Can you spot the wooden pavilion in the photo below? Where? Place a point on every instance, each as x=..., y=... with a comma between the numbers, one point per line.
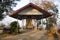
x=29, y=12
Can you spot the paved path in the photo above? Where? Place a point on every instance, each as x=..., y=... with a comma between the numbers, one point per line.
x=32, y=35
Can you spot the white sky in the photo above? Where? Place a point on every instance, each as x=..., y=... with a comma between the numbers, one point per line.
x=20, y=4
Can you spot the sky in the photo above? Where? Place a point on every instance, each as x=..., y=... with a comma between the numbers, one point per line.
x=22, y=3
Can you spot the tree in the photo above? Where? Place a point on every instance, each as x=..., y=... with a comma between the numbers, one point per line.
x=6, y=6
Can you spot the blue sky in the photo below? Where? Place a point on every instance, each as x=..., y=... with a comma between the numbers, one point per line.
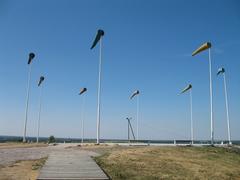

- **AIM OF THE EXERCISE**
Return all of the material above word for word, but leave the pictures out.

- **EXERCISE SOLUTION**
Can you spot the wooden pavilion in the photo below? Where? Place a point on every instance, each as x=..., y=... with a comma between the numbers, one point per line.
x=29, y=12
Can you spot the paved path in the photo above? Where? Place a point on every instance, each as x=..., y=... with a comma between the numbers, one point per line.
x=32, y=35
Can you spot the white sky in the photo above? Where? Place a point on every instance, each as x=..., y=... with a comma between the numbers, one point per line.
x=20, y=4
Can you spot the sky in the photo above? Where? Place a point on every instance, each as x=..., y=... with a comma between the numbers, one point per line.
x=22, y=3
Can you spot the tree in the photo above? Where? Place a point on every instance, each as x=..., y=... with a comma between the numbers, one point per line.
x=6, y=6
Can you spot the blue sky in the photo below? Where? Place a point on every instance, each as x=..., y=... with a comma between the numbers, one point per line.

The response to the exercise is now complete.